Text shown:
START

Help with implementing diffrule for element-wise division

alastair-marshall commented 4 years ago

Hey there,

I'm looking at using Yota for a project where I need fast reverse mode AD but I'm new to writing adjoints and I'm having a bit of a hard time implementing an adjoint for the matrix exponential (the Zygote implementation looked hard to port over), so instead I decided to approximate the exponential using a Taylor series.

I run into this error:

┌ Error: Failed to find a derivative for %393 = /(%391, %392)::Array{Complex{Float64},2} at position 1, current state of backpropagation saved to Yota.DEBUG_STATE
└ @ Yota ~/.julia/packages/Yota/6ZZpD/src/grad.jl:164

which refers to a line in the Taylor expansion:

u02 + ((A + A^2 / 2) + (A^3 / 6 + A^4 / 24))

I tried to write a diffrule for this, having successfully written one for abs2 but I'm having a hard time with this one...

import Base./ @diffrule (/)(x::Array{ComplexF64,2}, y::Number) x dy / y

Which I think is trying to say that I want to divide the gradient by the value y, which I think is what I want... (some help here would be much appreciated, I thought I followed the example given for logistic(x) but not sure that I really did!)

Thanks a lot!

dfdx commented 4 years ago

Hi! At first glance this looks like correct use of diffrule. Do you have a minimal eeproducible example? Maybe Taylor expansion with some examples of A and u02?

alastair-marshall commented 4 years ago

Hi! Thanks for such a quick response, I'll post two pieces of code, the first being just the series_exp function in question, the second being essentially a whole minimal working example that I'm working on (essentially if I can get this to work then most of the work is done)

Series expansion:

function series_exp(A)
    u02 = Array{ComplexF64,2}(I(2))
    u02 + ((A + A^2 / 2) + (A^3 / 6 + A^4 / 24))
end

Where A is of the form:

sx = [0.0 + 0.0im 1.0 + 0.0im
      1.0 + 0.0im 0.0 + 0.0im]

Using the diffrule I mentioned above I still get an error

julia> Yota.back!(tape)

END

Source data:
START

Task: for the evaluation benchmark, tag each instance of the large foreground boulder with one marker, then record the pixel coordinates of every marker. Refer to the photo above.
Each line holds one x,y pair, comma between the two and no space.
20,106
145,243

END

Short exercise 1: In the forum thread on Yota, what did the poster choose to approximate with a Taylor series?
Short exercise 2: Extend the forum thread on the Yota diffrule from its final line onward.
The material is separate from the forum thread on Yota.

Response 1: The matrix exponential.

Response 2:
┌ Error: Failed to find a derivative for %393 = /(%391, %392)::Array{Complex{Float64},2} at position 1, current state of backpropagation saved to Yota.DEBUG_STATE
└ @ Yota ~/.julia/packages/Yota/6ZZpD/src/grad.jl:164

The whole file for the project:

using Yota
using LinearAlgebra

# lets write a super basic idea of what we might want
sx = [0.0 + 0.0im 1.0 + 0.0im
      1.0 + 0.0im 0.0 + 0.0im]

# Taylor series of the matrix exponential of A
function series_exp(A)
    u02 = Array{ComplexF64,2}(I(2))
    u02 + ((A + A^2 / 2) + (A^3 / 6 + A^4 / 24))
end

# compute the evolution operator
function evolve(x)
    N = length(x)
    U0 = Array{ComplexF64,2}(I(2))
    for i = 1:N
        ham = -1.0im * 0.1 * sx * x[i]
        U0 = series_exp(ham) * U0
        # U0 = exp(-1.0im * 0.1 * sx * x[i]) * U0
    end
    U0
end

# define some states
ρ = [1.0 + 0.0im, 0.0 + 0.0im]
ρt = [0.0 + 0.0im, 1.0 + 0.0im]

# the error functional
function functional(x)
    U = evolve(x)
    1 - abs2(ρt' * (U * ρ))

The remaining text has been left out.